▶ [RECORDS SHOWN]
——————————

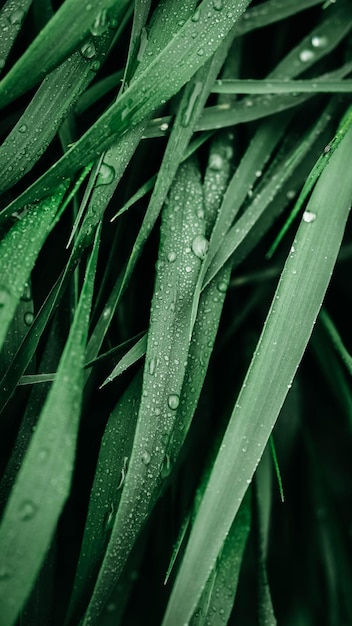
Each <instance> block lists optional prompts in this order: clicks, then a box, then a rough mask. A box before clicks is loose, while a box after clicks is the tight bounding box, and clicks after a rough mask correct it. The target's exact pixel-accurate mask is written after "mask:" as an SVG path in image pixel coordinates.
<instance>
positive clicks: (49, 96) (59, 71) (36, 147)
mask: <svg viewBox="0 0 352 626" xmlns="http://www.w3.org/2000/svg"><path fill="white" fill-rule="evenodd" d="M112 16H114V14H113V12H112ZM114 17H115V16H114ZM113 37H114V31H112V30H111V29H108V30H107V31H106V32H104V33H103V34H102V35H100V36H96V37H95V38H94V51H93V49H88V48H84V47H83V48H82V50H81V51H80V52H74V53H73V54H72V55H70V56H69V57H68V58H67V59H66V61H64V62H63V63H62V64H61V65H60V66H59V67H58V68H56V69H55V70H53V71H52V72H51V73H50V74H49V75H48V76H46V77H45V79H44V81H43V83H42V84H41V86H40V87H39V89H38V91H37V92H36V94H35V96H34V97H33V99H32V100H31V102H30V103H29V105H28V107H27V108H26V109H25V111H24V113H23V115H21V117H20V119H19V120H18V122H17V123H16V124H15V126H14V127H13V129H12V131H11V132H10V133H9V135H8V136H7V138H6V139H5V141H4V142H3V144H2V145H1V147H0V168H1V171H2V177H1V182H0V191H4V190H6V189H8V188H9V187H11V186H12V185H13V184H14V183H16V182H17V181H18V180H20V179H21V178H22V177H23V176H24V175H25V174H26V173H27V172H28V171H29V170H30V169H31V168H32V167H33V165H34V164H35V163H36V162H37V161H38V159H39V158H40V156H41V155H42V154H43V153H44V152H45V150H46V148H47V147H48V145H49V144H50V142H51V141H52V139H53V137H54V136H55V135H56V133H57V131H58V129H59V128H60V125H61V124H62V122H63V120H64V119H65V118H66V117H67V115H68V114H69V112H70V110H71V109H72V107H73V105H74V104H75V102H76V100H77V98H78V97H79V95H80V94H81V93H82V92H83V91H84V90H85V89H86V87H87V86H88V85H89V83H90V82H91V81H92V80H93V78H94V77H95V74H96V71H97V70H98V69H99V68H100V65H101V63H102V62H103V60H104V58H105V56H106V53H107V51H108V48H109V46H110V44H111V42H112V40H113Z"/></svg>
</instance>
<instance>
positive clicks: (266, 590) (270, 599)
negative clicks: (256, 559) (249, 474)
mask: <svg viewBox="0 0 352 626" xmlns="http://www.w3.org/2000/svg"><path fill="white" fill-rule="evenodd" d="M255 476H256V481H255V487H256V489H255V494H256V513H257V535H258V538H257V543H258V557H257V558H258V568H257V577H258V623H259V626H276V624H277V622H276V618H275V614H274V608H273V605H272V599H271V593H270V586H269V580H268V572H267V555H268V543H269V532H270V515H271V500H272V497H271V492H272V470H271V459H270V454H269V450H268V449H266V450H265V451H264V454H263V456H262V458H261V460H260V463H259V466H258V469H257V471H256V475H255ZM235 519H236V518H235Z"/></svg>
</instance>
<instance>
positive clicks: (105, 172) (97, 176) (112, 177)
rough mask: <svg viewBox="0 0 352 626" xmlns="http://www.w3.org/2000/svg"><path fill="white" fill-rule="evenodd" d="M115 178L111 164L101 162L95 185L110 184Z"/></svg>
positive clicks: (113, 168) (98, 185) (114, 175)
mask: <svg viewBox="0 0 352 626" xmlns="http://www.w3.org/2000/svg"><path fill="white" fill-rule="evenodd" d="M114 178H115V170H114V168H113V167H112V166H111V165H108V164H107V163H104V162H103V163H102V164H101V166H100V169H99V174H98V176H97V182H96V183H95V186H96V187H99V186H100V185H110V183H112V181H113V180H114Z"/></svg>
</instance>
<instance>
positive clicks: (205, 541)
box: [163, 129, 352, 626]
mask: <svg viewBox="0 0 352 626" xmlns="http://www.w3.org/2000/svg"><path fill="white" fill-rule="evenodd" d="M351 146H352V129H350V131H349V132H348V134H347V135H346V136H345V137H344V139H343V140H342V142H341V143H340V145H339V147H338V148H337V150H336V151H335V153H334V154H333V156H332V157H331V160H330V162H329V164H328V165H327V167H326V168H325V170H324V171H323V173H322V175H321V178H320V179H319V181H318V183H317V185H316V187H315V189H314V192H313V194H312V197H311V199H310V201H309V204H308V207H307V212H306V213H305V215H304V216H303V219H302V222H301V225H300V227H299V229H298V232H297V235H296V238H295V240H294V243H293V246H292V249H291V252H290V254H289V256H288V258H287V261H286V265H285V268H284V270H283V273H282V276H281V279H280V282H279V285H278V288H277V291H276V294H275V296H274V299H273V302H272V306H271V309H270V311H269V314H268V317H267V321H266V324H265V326H264V329H263V332H262V335H261V338H260V340H259V343H258V346H257V349H256V351H255V354H254V357H253V360H252V363H251V365H250V368H249V370H248V373H247V376H246V379H245V381H244V383H243V386H242V389H241V392H240V395H239V397H238V400H237V402H236V406H235V408H234V411H233V414H232V416H231V420H230V423H229V426H228V428H227V431H226V433H225V436H224V439H223V443H222V445H221V447H220V451H219V454H218V458H217V460H216V462H215V465H214V469H213V472H212V475H211V477H210V480H209V483H208V487H207V489H206V492H205V495H204V498H203V501H202V504H201V506H200V509H199V513H198V516H197V519H196V521H195V524H194V527H193V529H192V533H191V537H190V540H189V544H188V547H187V550H186V553H185V557H184V560H183V563H182V565H181V569H180V571H179V574H178V577H177V580H176V583H175V586H174V588H173V591H172V594H171V598H170V602H169V605H168V608H167V611H166V613H165V617H164V621H163V626H171V625H172V626H176V624H185V623H187V622H188V620H189V618H190V616H191V614H192V611H193V610H194V608H195V605H196V603H197V601H198V598H199V597H200V594H201V591H202V589H203V588H204V585H205V583H206V580H207V578H208V576H209V572H210V570H211V568H212V567H213V564H214V562H215V559H216V558H217V556H218V554H219V551H220V549H221V547H222V544H223V542H224V539H225V537H226V535H227V533H228V530H229V528H230V526H231V524H232V521H233V519H234V518H235V516H236V514H237V511H238V508H239V505H240V503H241V501H242V498H243V495H244V493H245V491H246V488H247V486H248V483H250V481H251V479H252V477H253V473H254V471H255V469H256V467H257V464H258V462H259V459H260V457H261V455H262V452H263V449H264V447H265V445H266V442H267V440H268V438H269V435H270V433H271V431H272V428H273V426H274V424H275V421H276V419H277V416H278V414H279V411H280V408H281V406H282V404H283V402H284V399H285V397H286V394H287V391H288V389H289V387H290V385H291V383H292V380H293V377H294V375H295V373H296V370H297V368H298V366H299V363H300V361H301V358H302V356H303V353H304V350H305V348H306V345H307V342H308V341H309V337H310V334H311V332H312V328H313V325H314V322H315V320H316V317H317V315H318V313H319V309H320V307H321V304H322V301H323V298H324V295H325V292H326V289H327V286H328V284H329V281H330V277H331V273H332V270H333V267H334V264H335V261H336V257H337V254H338V251H339V248H340V245H341V241H342V237H343V233H344V228H345V224H346V220H347V217H348V214H349V209H350V204H351V198H352V180H351V179H350V178H346V179H341V171H342V168H343V167H345V166H346V163H349V164H350V166H352V150H351ZM332 206H333V207H334V210H333V211H331V207H332ZM311 216H314V217H311ZM264 362H265V366H264ZM224 489H225V491H226V493H229V494H231V498H230V499H227V498H226V499H224V498H223V497H222V494H223V490H224ZM195 571H197V577H196V578H195V577H194V572H195Z"/></svg>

——————————

▶ [DIRECTIONS]
From the records above, reproduce exactly the lines from the one with "positive clicks: (113, 168)" to the one with "positive clicks: (205, 541)", both included, and no others.

▶ [RESULT OF THE EXERCISE]
positive clicks: (113, 168) (98, 185) (114, 175)
mask: <svg viewBox="0 0 352 626" xmlns="http://www.w3.org/2000/svg"><path fill="white" fill-rule="evenodd" d="M114 178H115V170H114V168H113V167H112V166H111V165H108V164H107V163H104V162H103V163H102V164H101V166H100V169H99V174H98V176H97V182H96V183H95V186H96V187H99V186H100V185H110V183H112V181H113V180H114Z"/></svg>
</instance>
<instance>
positive clicks: (205, 541)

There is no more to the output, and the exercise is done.